WHAT TO DO:
For the entries below, work out how many lines include the string "target", then write only that number.

PROVIDED ENTRIES:
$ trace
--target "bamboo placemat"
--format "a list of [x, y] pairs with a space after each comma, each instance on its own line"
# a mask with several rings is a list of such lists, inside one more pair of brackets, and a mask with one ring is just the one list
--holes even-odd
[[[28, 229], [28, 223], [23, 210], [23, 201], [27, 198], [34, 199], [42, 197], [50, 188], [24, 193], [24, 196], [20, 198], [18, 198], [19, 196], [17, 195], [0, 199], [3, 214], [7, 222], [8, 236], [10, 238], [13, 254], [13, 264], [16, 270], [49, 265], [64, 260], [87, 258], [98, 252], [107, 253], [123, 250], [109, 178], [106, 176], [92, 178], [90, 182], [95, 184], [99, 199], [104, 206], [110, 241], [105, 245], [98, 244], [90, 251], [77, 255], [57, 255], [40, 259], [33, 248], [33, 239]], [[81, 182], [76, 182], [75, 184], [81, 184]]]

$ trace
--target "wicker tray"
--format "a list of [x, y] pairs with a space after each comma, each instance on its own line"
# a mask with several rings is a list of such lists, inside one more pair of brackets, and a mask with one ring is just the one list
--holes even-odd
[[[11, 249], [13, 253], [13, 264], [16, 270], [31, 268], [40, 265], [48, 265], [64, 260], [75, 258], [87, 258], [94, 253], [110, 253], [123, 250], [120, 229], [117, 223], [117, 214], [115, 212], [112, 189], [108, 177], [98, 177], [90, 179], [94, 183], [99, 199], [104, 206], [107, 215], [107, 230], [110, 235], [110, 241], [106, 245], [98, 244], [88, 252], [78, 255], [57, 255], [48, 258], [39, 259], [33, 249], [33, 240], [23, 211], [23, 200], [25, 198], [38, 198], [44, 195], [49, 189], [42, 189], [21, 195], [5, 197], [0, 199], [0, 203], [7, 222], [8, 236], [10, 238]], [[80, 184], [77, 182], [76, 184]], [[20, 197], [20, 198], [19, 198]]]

==

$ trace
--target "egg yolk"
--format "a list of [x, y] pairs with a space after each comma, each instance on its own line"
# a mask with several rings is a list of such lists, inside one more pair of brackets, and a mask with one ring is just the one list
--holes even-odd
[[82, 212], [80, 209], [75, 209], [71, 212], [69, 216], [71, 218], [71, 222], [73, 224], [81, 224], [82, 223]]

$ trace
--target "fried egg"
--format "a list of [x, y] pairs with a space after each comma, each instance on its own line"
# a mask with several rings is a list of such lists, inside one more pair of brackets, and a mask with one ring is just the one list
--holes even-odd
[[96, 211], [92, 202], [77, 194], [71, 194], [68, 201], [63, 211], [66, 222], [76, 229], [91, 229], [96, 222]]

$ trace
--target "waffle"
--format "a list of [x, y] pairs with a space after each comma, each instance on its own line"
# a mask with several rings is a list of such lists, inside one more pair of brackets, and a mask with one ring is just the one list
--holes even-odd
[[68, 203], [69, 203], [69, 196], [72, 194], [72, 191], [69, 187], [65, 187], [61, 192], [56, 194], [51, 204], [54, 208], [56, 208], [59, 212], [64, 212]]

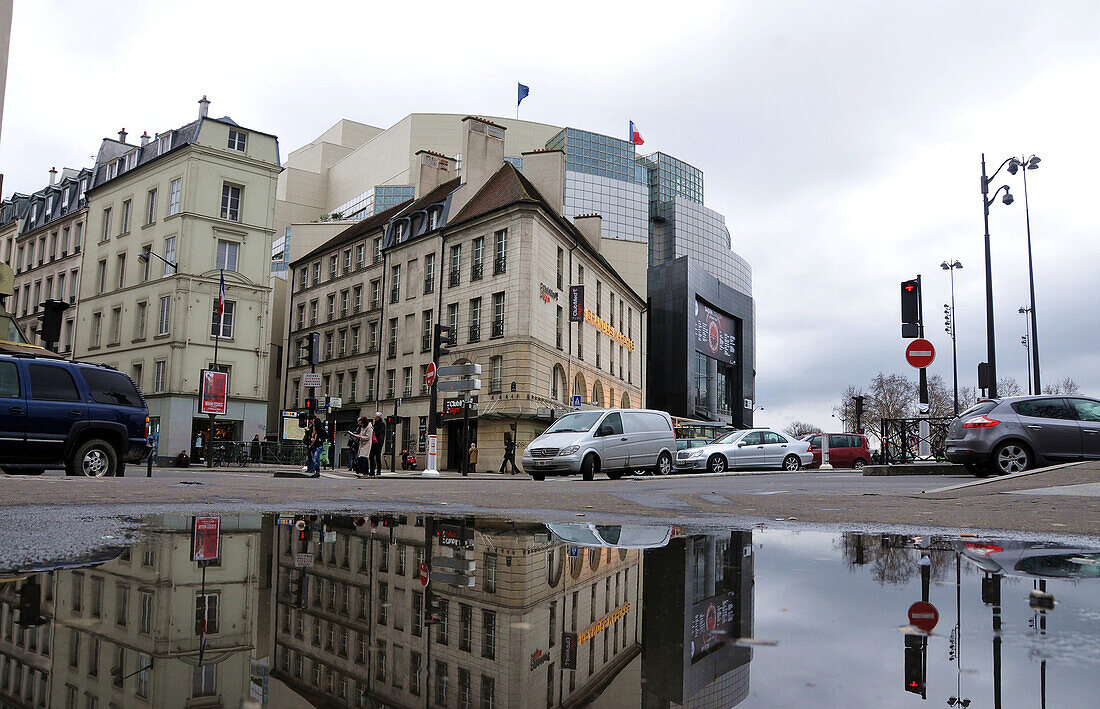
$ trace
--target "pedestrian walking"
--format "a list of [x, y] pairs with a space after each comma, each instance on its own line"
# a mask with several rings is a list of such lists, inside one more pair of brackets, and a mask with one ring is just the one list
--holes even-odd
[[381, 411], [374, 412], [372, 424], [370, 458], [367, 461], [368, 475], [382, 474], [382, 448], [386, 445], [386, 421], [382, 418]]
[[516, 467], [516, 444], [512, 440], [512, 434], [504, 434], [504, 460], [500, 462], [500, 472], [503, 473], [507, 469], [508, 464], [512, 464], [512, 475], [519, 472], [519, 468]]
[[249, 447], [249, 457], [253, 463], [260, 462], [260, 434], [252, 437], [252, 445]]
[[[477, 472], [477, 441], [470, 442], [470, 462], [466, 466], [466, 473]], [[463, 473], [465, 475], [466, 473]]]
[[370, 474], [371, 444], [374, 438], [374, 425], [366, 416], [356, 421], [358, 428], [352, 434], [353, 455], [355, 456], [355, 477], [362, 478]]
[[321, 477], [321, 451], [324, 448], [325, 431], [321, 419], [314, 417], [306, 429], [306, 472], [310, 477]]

--

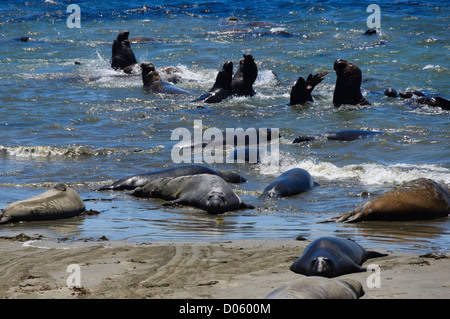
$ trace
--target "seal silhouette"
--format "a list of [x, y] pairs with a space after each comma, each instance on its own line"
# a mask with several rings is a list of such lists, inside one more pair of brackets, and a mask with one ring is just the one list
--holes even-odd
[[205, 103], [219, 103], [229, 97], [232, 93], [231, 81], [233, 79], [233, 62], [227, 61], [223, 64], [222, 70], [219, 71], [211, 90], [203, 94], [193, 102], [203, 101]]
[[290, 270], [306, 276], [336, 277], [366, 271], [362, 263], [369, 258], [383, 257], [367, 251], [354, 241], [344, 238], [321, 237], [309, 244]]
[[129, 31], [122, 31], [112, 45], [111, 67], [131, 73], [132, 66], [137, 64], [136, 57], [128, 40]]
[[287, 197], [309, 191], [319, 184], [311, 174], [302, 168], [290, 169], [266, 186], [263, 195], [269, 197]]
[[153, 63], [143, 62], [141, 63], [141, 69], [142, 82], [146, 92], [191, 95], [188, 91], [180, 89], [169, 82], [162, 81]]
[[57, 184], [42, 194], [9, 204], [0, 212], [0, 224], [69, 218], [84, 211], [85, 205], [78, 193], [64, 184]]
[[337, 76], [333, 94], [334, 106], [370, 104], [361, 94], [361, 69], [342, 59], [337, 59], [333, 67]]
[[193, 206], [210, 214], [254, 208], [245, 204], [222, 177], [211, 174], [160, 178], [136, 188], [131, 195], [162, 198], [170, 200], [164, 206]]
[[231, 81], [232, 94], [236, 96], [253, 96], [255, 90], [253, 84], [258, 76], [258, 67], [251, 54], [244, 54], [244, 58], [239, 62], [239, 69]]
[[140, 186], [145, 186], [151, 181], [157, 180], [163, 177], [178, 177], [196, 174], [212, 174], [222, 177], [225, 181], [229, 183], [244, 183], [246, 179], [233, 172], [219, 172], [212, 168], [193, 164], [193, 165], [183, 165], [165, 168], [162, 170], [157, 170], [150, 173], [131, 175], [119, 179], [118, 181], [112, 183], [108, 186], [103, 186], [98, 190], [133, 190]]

EXPECTED ANSWER:
7